Nothing in the listing may change. Repeat all of it.

Material to process
- Opening Delimiter -
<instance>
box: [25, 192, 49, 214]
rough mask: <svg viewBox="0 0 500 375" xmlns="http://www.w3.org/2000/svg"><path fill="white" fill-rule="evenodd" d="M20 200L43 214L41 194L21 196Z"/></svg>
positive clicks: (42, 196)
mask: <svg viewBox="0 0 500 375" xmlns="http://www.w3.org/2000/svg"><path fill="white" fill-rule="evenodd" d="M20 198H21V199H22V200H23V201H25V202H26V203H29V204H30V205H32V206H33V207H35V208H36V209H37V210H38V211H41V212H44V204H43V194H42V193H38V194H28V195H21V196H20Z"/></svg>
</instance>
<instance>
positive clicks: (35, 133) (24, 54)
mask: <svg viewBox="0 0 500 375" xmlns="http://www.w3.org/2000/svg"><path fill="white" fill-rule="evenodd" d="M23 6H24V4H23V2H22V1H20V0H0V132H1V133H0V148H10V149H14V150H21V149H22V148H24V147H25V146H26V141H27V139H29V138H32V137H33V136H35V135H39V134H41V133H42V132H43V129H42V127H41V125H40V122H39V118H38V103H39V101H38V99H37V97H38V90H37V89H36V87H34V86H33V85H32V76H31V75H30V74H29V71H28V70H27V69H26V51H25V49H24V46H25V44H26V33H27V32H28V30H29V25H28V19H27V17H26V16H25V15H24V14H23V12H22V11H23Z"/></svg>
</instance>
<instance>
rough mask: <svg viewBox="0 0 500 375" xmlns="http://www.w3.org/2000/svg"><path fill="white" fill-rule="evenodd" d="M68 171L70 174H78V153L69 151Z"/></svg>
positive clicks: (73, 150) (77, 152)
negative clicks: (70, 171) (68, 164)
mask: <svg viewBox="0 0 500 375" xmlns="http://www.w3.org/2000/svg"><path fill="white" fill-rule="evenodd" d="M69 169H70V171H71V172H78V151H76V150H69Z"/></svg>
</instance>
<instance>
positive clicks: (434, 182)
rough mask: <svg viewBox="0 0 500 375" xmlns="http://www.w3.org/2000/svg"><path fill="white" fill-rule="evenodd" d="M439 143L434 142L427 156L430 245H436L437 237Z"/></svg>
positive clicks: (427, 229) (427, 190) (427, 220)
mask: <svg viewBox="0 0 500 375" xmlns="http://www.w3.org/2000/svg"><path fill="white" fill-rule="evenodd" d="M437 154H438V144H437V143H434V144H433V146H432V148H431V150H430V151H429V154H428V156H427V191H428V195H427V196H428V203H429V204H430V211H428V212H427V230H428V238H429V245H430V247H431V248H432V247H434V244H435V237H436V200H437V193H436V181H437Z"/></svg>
- Closing Delimiter -
Written solution
<instance>
box: [25, 192, 49, 214]
rough mask: <svg viewBox="0 0 500 375" xmlns="http://www.w3.org/2000/svg"><path fill="white" fill-rule="evenodd" d="M20 200L43 214L41 194L21 196Z"/></svg>
positive clicks: (42, 196)
mask: <svg viewBox="0 0 500 375" xmlns="http://www.w3.org/2000/svg"><path fill="white" fill-rule="evenodd" d="M20 198H21V199H22V200H23V201H25V202H26V203H29V204H30V205H32V206H33V207H35V208H36V209H37V210H38V211H41V212H44V204H43V194H42V193H38V194H28V195H21V196H20Z"/></svg>
</instance>
<instance>
positive clicks: (35, 133) (24, 54)
mask: <svg viewBox="0 0 500 375" xmlns="http://www.w3.org/2000/svg"><path fill="white" fill-rule="evenodd" d="M23 6H24V4H23V2H22V1H20V0H0V132H1V133H0V148H10V149H14V150H21V149H22V148H24V147H25V146H26V141H27V139H29V138H32V137H33V136H35V135H39V134H41V133H42V132H43V129H42V127H41V125H40V122H39V118H38V103H39V101H38V99H37V97H38V90H37V89H36V87H34V86H33V85H32V76H31V75H30V74H29V71H28V70H27V69H26V51H25V49H24V46H25V44H26V33H27V32H28V30H29V25H28V19H27V17H26V16H25V15H24V14H23V12H22V11H23Z"/></svg>
</instance>
<instance>
rough mask: <svg viewBox="0 0 500 375" xmlns="http://www.w3.org/2000/svg"><path fill="white" fill-rule="evenodd" d="M68 171L70 174H78V153L69 151Z"/></svg>
positive clicks: (73, 150) (77, 152)
negative clicks: (70, 171) (68, 164)
mask: <svg viewBox="0 0 500 375" xmlns="http://www.w3.org/2000/svg"><path fill="white" fill-rule="evenodd" d="M69 169H70V171H71V172H78V151H76V150H69Z"/></svg>
</instance>
<instance>
positive clicks: (434, 182)
rough mask: <svg viewBox="0 0 500 375" xmlns="http://www.w3.org/2000/svg"><path fill="white" fill-rule="evenodd" d="M439 143L434 142L427 156L430 245H436L437 237Z"/></svg>
positive clicks: (427, 229) (427, 190) (427, 220)
mask: <svg viewBox="0 0 500 375" xmlns="http://www.w3.org/2000/svg"><path fill="white" fill-rule="evenodd" d="M437 154H438V144H437V143H434V144H433V146H432V148H431V150H430V151H429V154H428V156H427V191H428V195H427V196H428V203H429V204H430V211H428V212H427V230H428V238H429V245H430V247H431V248H432V247H434V244H435V237H436V200H437V193H436V181H437Z"/></svg>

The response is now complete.